By Marci Narum
When you’re a North Dakota resident, you automatically get some bragging rights: the state has been named number one in quality of life and happiness. The Peace Garden state is also the top producer of a whole list of agriculture products. And, of course, we get to claim some famous people as “ours,” including FOX Sports reporter Marney Gellner and movie star Josh Duhamel.
North Dakota also has the worst record in the country for suicide rates. Deaths by suicide increased 57.6 percent between 1999 to 2016. No one wants to brag about that—nor the fact that suicide is the second leading cause of death in North Dakota for those between the ages of 15 and 24, according to the Centers for Disease Control.
Carlotta McCleary is the executive director of Mental Health America of North Dakota (MHAND), a non-profit organization that promotes mental health and access to services. She also serves as executive director of the North Dakota Federation of Families For Children’s Mental Health, a parent-run organization focused on the needs of children and youth with emotional, behavioral, or mental disorders and their families. She says North Dakota has seen one of the largest increases in suicides in the country. So, the two organizations are partnering this weekend for the first ever North Dakota Family Expo — coinciding with Mental Health Awareness Month.
“We want to be able to promote an awareness activity and think about things that are good for mental health, such as games, art, family activities,” Carlotta says.

* _Data excerpts_
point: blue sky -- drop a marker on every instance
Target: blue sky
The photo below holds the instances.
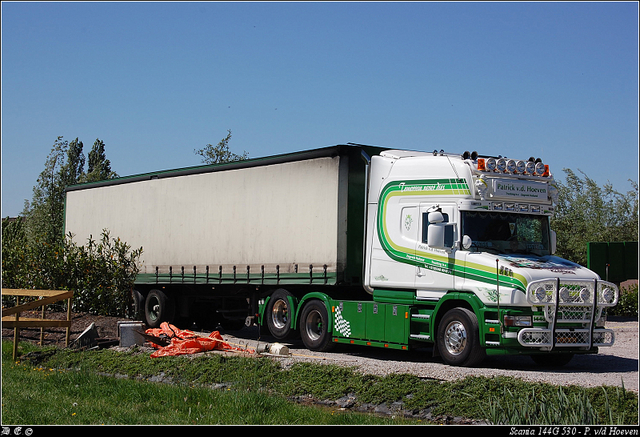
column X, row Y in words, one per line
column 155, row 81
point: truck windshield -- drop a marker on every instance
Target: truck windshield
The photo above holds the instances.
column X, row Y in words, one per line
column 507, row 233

* * *

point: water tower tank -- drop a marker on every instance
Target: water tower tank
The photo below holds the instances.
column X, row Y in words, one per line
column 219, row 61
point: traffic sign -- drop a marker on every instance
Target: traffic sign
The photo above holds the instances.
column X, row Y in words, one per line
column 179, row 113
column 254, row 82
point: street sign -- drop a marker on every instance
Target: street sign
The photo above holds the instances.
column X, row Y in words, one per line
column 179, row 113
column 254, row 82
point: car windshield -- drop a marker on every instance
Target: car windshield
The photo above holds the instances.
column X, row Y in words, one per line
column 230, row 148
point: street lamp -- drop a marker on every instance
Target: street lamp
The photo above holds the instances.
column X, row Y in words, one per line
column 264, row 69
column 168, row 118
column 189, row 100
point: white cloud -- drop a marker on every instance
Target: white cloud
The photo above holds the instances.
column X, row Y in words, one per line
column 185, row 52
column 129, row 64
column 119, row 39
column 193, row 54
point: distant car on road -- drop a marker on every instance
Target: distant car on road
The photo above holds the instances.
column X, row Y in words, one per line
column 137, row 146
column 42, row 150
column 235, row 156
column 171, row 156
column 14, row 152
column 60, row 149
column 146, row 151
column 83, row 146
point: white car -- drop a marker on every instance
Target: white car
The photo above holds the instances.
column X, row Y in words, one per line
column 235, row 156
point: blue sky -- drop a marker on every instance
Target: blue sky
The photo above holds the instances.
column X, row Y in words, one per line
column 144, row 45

---

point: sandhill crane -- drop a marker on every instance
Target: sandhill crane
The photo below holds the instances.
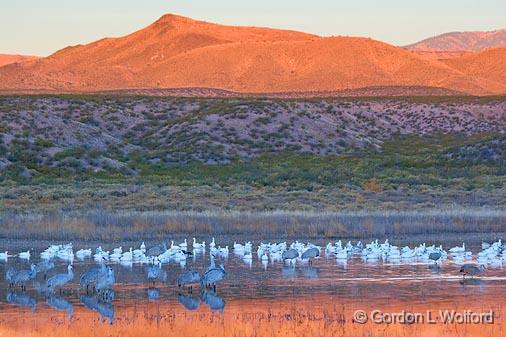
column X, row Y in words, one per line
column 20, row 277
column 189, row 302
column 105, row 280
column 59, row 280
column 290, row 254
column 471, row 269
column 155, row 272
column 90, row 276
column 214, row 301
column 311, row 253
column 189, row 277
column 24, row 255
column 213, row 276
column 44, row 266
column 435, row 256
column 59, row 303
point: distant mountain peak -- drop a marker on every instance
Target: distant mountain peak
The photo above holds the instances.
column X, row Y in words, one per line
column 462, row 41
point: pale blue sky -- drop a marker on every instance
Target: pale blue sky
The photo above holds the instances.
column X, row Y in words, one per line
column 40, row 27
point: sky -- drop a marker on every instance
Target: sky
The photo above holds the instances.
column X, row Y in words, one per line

* _Activity list_
**a)** In the North Dakota article, reproduce the passage starting with "By Marci Narum" and going on through "for Disease Control.", swapping "bragging rights" for "boasting rights".
**b)** According to the North Dakota article, by what percentage did deaths by suicide increase between 1999 and 2016?
**c)** Condense the paragraph in the North Dakota article that begins "Carlotta McCleary is the executive director" into a short bulleted list that keeps its main facts.

* _Expected outputs_
**a)**
By Marci Narum
When you’re a North Dakota resident, you automatically get some boasting rights: the state has been named number one in quality of life and happiness. The Peace Garden state is also the top producer of a whole list of agriculture products. And, of course, we get to claim some famous people as “ours,” including FOX Sports reporter Marney Gellner and movie star Josh Duhamel.
North Dakota also has the worst record in the country for suicide rates. Deaths by suicide increased 57.6 percent between 1999 to 2016. No one wants to brag about that—nor the fact that suicide is the second leading cause of death in North Dakota for those between the ages of 15 and 24, according to the Centers for Disease Control.

**b)** 57.6 percent

**c)**
- Carlotta McCleary is executive director of Mental Health America of North Dakota (MHAND), a non-profit that promotes mental health and access to services.
- She also directs the North Dakota Federation of Families For Children's Mental Health, a parent-run group serving children and youth with emotional, behavioral, or mental disorders and their families.
- She says North Dakota has seen one of the largest increases in suicides in the country.
- The two organizations are partnering this weekend on the first North Dakota Family Expo, which coincides with Mental Health Awareness Month.